[Given entries start]

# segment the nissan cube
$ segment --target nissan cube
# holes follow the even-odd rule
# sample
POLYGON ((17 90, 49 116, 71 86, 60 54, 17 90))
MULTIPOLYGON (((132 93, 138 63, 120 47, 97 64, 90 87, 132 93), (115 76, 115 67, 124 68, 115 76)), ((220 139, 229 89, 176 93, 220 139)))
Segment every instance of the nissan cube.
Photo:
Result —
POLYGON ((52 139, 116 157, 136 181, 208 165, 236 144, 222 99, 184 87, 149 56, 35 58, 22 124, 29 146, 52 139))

[Given entries end]

Task description
Edit the rows by replacing "nissan cube" with "honda fit" throughout, and leave every other line unchanged.

Reply
# segment the honda fit
$ segment --target honda fit
# holes follow the even-odd rule
# sample
POLYGON ((17 90, 49 116, 71 86, 60 54, 17 90))
MULTIPOLYGON (((132 93, 138 63, 120 47, 97 64, 90 87, 132 93), (115 76, 115 67, 124 68, 115 76)), ((220 139, 229 89, 176 93, 220 139)))
Segment every instance of the honda fit.
Photo:
Result —
POLYGON ((52 139, 116 157, 136 181, 208 165, 236 144, 222 99, 184 87, 149 56, 35 58, 22 124, 29 146, 52 139))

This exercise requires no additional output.